Data to use
------------
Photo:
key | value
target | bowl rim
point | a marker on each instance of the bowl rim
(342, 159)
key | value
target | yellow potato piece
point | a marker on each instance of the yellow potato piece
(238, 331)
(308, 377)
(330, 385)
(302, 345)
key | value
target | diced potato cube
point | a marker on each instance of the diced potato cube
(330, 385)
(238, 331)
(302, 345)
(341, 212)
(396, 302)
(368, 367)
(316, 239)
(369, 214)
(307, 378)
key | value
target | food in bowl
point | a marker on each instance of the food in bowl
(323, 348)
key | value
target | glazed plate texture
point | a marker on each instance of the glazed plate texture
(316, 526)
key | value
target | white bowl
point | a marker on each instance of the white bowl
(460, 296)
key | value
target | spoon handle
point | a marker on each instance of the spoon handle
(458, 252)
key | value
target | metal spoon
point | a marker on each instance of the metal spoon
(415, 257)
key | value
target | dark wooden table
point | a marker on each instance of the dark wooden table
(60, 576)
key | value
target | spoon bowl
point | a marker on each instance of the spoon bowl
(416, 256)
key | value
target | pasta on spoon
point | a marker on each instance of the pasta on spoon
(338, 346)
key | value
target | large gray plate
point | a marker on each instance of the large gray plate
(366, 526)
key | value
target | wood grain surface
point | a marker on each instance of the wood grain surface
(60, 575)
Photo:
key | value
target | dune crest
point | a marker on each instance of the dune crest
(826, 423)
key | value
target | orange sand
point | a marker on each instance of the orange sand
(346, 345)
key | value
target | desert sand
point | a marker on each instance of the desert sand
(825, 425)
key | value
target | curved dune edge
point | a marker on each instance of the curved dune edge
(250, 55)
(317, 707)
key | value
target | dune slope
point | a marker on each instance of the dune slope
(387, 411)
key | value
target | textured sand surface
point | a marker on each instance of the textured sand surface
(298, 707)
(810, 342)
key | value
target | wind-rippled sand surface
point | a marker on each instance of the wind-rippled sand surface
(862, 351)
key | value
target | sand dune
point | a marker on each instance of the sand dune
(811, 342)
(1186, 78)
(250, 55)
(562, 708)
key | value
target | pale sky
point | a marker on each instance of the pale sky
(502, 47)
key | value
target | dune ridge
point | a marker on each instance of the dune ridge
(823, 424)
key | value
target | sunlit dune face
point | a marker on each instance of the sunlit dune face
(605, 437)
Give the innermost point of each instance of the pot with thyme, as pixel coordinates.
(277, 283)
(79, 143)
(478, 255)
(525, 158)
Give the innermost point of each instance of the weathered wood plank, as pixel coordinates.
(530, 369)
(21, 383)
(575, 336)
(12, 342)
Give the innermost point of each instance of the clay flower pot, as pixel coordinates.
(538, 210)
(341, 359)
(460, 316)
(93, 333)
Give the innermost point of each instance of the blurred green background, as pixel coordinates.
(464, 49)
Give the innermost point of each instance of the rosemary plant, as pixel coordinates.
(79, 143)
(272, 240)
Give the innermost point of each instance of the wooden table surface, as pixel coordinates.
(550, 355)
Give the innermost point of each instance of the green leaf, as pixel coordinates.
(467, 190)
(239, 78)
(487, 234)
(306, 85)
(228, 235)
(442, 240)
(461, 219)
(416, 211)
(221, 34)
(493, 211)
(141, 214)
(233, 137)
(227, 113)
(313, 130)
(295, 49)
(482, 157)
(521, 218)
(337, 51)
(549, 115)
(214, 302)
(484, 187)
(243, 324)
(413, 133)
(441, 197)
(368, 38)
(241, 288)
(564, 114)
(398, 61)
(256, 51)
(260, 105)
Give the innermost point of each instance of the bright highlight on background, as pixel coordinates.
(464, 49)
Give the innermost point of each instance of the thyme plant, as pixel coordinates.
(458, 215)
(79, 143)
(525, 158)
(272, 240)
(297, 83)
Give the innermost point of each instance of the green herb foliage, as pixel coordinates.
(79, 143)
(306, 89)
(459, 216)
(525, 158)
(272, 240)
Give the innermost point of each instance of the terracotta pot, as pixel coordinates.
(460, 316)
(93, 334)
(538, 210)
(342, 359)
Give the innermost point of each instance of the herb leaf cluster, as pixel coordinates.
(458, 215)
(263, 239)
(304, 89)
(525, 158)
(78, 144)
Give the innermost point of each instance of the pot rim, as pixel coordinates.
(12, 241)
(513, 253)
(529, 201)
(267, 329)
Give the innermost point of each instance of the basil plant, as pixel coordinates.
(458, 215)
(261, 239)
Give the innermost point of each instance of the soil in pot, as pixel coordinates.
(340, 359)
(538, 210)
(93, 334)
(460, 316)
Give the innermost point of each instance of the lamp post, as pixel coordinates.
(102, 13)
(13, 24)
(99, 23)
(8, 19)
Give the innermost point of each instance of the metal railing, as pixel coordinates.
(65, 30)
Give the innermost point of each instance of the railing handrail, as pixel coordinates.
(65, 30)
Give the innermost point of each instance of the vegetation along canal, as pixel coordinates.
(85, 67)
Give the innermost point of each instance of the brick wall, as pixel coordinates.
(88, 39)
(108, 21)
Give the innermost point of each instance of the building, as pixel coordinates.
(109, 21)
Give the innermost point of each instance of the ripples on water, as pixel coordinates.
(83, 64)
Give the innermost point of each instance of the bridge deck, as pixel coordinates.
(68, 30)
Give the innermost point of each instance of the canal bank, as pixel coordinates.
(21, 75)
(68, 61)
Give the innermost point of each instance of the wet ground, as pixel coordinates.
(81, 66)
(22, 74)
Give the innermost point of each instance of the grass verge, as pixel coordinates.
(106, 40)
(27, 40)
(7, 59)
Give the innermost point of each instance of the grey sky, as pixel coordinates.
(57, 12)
------------
Instruction
Give every one of the lines above as a JSON list of strings, one string per line, leaving out blank lines.

Worked answer
[
  "Photo:",
  "key | value",
  "target | bowl rim",
  "point | a marker on each instance of the bowl rim",
  "(342, 159)",
  "key | value",
  "target | yellow potato piece",
  "point | a marker on each instance of the yellow potato piece",
  "(238, 331)",
  "(308, 377)",
  "(330, 385)",
  "(302, 345)",
  "key | value",
  "target | diced potato cube",
  "point | a marker on each instance of the diced potato cube",
  "(330, 385)",
  "(238, 331)",
  "(302, 345)",
  "(341, 212)",
  "(396, 302)",
  "(368, 367)",
  "(316, 239)",
  "(369, 214)",
  "(307, 378)",
  "key | value",
  "target | food in bowl",
  "point | a marker on each instance of the food in bowl",
  "(323, 348)",
  "key | value",
  "target | glazed plate texture",
  "point | a marker on each instance of the glazed plate texture",
  "(316, 526)",
  "key | value",
  "target | white bowl",
  "point | a marker on each instance of the white bowl",
  "(460, 296)",
  "key | value",
  "target | spoon handle",
  "point | a marker on each instance of the spoon handle",
  "(458, 252)",
  "key | value",
  "target | metal spoon",
  "point | a marker on each instance of the metal spoon",
  "(415, 257)",
  "key | value",
  "target | dark wooden table",
  "point | a marker on each instance of the dark wooden table",
  "(60, 576)",
  "key | value",
  "target | spoon bowl",
  "point | a marker on each instance of the spoon bowl",
  "(416, 256)",
  "key | value",
  "target | pasta on spoon",
  "point | a marker on each instance of the pasta on spoon",
  "(338, 346)",
  "key | value",
  "target | large gray plate",
  "point | a marker on each instance of the large gray plate",
  "(366, 526)",
  "key | value",
  "target | wood grain surface",
  "point | a marker on each instance of the wood grain surface",
  "(60, 575)",
  "Photo:",
  "key | value",
  "target | dune crest",
  "point | a marker on each instance of the dune crest",
  "(826, 423)",
  "key | value",
  "target | orange sand",
  "point | a marker on each instance of the orange sand",
  "(346, 345)",
  "key | value",
  "target | desert sand",
  "point | a marker on each instance of the desert sand",
  "(825, 425)",
  "key | value",
  "target | curved dune edge",
  "point | a marker on each instance of the curved dune edge",
  "(250, 55)",
  "(317, 707)",
  "key | value",
  "target | dune slope",
  "point | a marker on each instance of the dune slope",
  "(387, 411)",
  "key | value",
  "target | textured sand surface",
  "point | a marker on each instance of the textured sand surface",
  "(298, 707)",
  "(810, 342)",
  "key | value",
  "target | wind-rippled sand surface",
  "point | a marker on each instance of the wind-rippled sand surface",
  "(862, 351)",
  "key | value",
  "target | sand dune",
  "point | a marker on each instance of the sand dune",
  "(811, 342)",
  "(1186, 78)",
  "(250, 55)",
  "(562, 708)",
  "key | value",
  "target | pale sky",
  "point | a marker on each instance of the pale sky",
  "(502, 47)",
  "key | value",
  "target | dune ridge",
  "point | a marker on each instance of the dune ridge",
  "(823, 424)",
  "key | value",
  "target | sunlit dune face",
  "point | a marker on each instance of the sunlit dune face",
  "(605, 437)",
  "Give the innermost point of each instance of the pot with thyme, as pixel coordinates.",
  "(277, 283)",
  "(79, 143)",
  "(478, 255)",
  "(525, 158)",
  "Give the innermost point of each instance of the weathered wood plank, as pixel coordinates.",
  "(530, 369)",
  "(21, 383)",
  "(575, 336)",
  "(12, 342)",
  "Give the innermost point of each instance of the clay flower pot, as pixel coordinates.",
  "(538, 210)",
  "(341, 359)",
  "(460, 316)",
  "(93, 333)",
  "Give the innermost point of each instance of the blurred green background, as pixel coordinates.",
  "(464, 49)",
  "Give the innermost point of each instance of the rosemary plant, as pixel coordinates.",
  "(79, 143)",
  "(272, 240)",
  "Give the innermost point of each instance of the wooden table surface, as pixel coordinates.",
  "(550, 355)",
  "Give the innermost point of each instance of the green leaf, as pixel coordinates.",
  "(467, 190)",
  "(239, 78)",
  "(487, 234)",
  "(306, 85)",
  "(228, 235)",
  "(442, 240)",
  "(461, 219)",
  "(416, 211)",
  "(221, 34)",
  "(493, 211)",
  "(141, 214)",
  "(233, 137)",
  "(227, 113)",
  "(313, 130)",
  "(295, 49)",
  "(482, 157)",
  "(521, 218)",
  "(337, 51)",
  "(549, 115)",
  "(214, 302)",
  "(484, 187)",
  "(243, 324)",
  "(413, 133)",
  "(441, 197)",
  "(368, 38)",
  "(241, 288)",
  "(564, 114)",
  "(398, 61)",
  "(256, 51)",
  "(260, 105)",
  "Give the innermost point of each instance of the bright highlight on background, as pixel coordinates.",
  "(464, 49)",
  "Give the innermost point of each instance of the thyme plant, as pixel coordinates.",
  "(458, 215)",
  "(79, 143)",
  "(525, 158)",
  "(272, 240)",
  "(297, 83)",
  "Give the innermost point of each instance of the green herb foliage, as pixel coordinates.",
  "(79, 143)",
  "(306, 89)",
  "(459, 216)",
  "(525, 158)",
  "(272, 240)",
  "Give the innermost point of each instance of the terracotta pot, as pixel coordinates.",
  "(460, 316)",
  "(93, 334)",
  "(538, 210)",
  "(342, 359)",
  "Give the innermost point of each instance of the herb leaf cluster, as pixel coordinates.",
  "(458, 215)",
  "(263, 239)",
  "(304, 89)",
  "(525, 158)",
  "(78, 144)",
  "Give the innermost point of each instance of the pot rim, as pixel coordinates.",
  "(12, 241)",
  "(513, 253)",
  "(529, 201)",
  "(267, 329)",
  "Give the innermost point of each instance of the basil plant, as pixel coordinates.",
  "(458, 215)",
  "(261, 239)",
  "Give the innermost point of each instance of the soil in pot, as pixel coordinates.",
  "(340, 359)",
  "(538, 210)",
  "(93, 334)",
  "(460, 316)",
  "Give the innermost point of each instance of the lamp post, as pixel coordinates.",
  "(102, 13)",
  "(13, 24)",
  "(99, 23)",
  "(8, 19)",
  "Give the innermost point of each instance of the metal railing, as pixel coordinates.",
  "(65, 30)",
  "Give the innermost point of each instance of the railing handrail, as pixel coordinates.",
  "(65, 30)",
  "Give the innermost point of each instance of the vegetation along canal, as pixel coordinates.",
  "(85, 67)",
  "Give the innermost point of each instance of the brick wall, as pixel coordinates.",
  "(88, 39)",
  "(108, 21)",
  "Give the innermost point of each instance of the building, as pixel coordinates.",
  "(109, 21)",
  "Give the innermost point of each instance of the ripples on water, as pixel coordinates.",
  "(83, 64)",
  "Give the innermost point of each instance of the bridge deck, as pixel coordinates.",
  "(68, 30)",
  "Give the innermost point of each instance of the canal bank, as pixel coordinates.",
  "(21, 75)",
  "(68, 61)",
  "Give the innermost point of each instance of the wet ground, as pixel coordinates.",
  "(81, 66)",
  "(22, 74)",
  "Give the innermost point of each instance of the grass verge, as pixel coordinates.",
  "(106, 40)",
  "(27, 40)",
  "(7, 59)",
  "Give the innermost point of each instance of the grey sky, as pixel coordinates.",
  "(57, 12)"
]